[Lines of data]
>> BEGIN
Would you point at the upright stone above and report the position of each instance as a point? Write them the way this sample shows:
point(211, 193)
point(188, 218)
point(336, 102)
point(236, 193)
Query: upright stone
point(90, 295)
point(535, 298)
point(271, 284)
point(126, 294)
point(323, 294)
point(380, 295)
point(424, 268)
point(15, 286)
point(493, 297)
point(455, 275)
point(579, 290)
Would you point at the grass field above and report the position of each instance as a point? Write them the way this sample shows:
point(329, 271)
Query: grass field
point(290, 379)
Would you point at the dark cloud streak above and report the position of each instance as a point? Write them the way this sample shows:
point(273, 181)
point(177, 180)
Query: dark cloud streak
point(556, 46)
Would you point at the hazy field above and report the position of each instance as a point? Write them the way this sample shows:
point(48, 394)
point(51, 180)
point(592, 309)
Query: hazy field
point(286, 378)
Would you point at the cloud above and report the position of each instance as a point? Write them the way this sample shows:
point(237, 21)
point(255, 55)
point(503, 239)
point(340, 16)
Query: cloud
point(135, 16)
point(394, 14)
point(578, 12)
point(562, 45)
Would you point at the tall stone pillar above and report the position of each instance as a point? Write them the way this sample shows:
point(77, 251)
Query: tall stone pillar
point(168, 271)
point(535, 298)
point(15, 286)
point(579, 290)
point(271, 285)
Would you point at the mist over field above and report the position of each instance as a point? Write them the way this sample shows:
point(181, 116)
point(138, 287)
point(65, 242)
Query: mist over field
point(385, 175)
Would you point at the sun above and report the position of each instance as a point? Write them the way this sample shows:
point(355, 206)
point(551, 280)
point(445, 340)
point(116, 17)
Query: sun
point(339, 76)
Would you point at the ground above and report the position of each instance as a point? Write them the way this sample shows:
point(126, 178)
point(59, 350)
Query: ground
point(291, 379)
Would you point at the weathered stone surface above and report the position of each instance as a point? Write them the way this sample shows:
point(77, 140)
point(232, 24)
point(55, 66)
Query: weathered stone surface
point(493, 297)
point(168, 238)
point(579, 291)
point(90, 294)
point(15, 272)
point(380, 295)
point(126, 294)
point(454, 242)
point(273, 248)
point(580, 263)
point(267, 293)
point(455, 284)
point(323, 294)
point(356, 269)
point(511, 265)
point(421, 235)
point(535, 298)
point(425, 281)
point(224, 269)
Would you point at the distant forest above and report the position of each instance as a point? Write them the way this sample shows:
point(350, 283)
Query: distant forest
>> END
>> BEGIN
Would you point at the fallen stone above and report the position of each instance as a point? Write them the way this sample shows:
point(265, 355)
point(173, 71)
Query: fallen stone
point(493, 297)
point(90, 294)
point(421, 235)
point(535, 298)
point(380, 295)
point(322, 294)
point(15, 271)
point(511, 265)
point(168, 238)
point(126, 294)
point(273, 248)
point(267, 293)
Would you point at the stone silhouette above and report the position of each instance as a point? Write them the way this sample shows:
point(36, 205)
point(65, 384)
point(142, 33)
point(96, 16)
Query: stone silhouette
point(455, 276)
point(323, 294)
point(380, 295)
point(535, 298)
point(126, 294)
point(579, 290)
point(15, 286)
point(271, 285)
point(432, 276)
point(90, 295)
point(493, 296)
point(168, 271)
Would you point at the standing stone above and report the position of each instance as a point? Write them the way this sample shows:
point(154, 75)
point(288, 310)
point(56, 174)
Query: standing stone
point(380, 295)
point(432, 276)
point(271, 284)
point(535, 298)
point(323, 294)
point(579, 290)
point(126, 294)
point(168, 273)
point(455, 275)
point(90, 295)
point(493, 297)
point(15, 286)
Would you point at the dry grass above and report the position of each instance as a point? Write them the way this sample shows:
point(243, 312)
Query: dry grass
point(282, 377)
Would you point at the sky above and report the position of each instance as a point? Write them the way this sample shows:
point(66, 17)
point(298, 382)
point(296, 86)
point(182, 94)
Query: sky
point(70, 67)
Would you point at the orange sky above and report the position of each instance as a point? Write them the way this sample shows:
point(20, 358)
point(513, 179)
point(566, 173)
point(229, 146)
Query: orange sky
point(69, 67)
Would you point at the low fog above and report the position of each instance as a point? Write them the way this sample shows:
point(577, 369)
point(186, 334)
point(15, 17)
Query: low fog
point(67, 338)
>> END
*Exercise requirements:*
Scale the material from the line containing "Would you point at the low" through the line containing "point(67, 338)", both included, by writing those lines out again in full, requests and all. Multiply the point coordinates in the answers by 1.4 and round them to whole numbers, halves up, but leave the sample points in the requests as they are.

*Solution to the problem:*
Would you point at the low fog above and report the position of each instance as a point? Write them the way this sample shows:
point(577, 369)
point(186, 334)
point(15, 17)
Query: low fog
point(94, 473)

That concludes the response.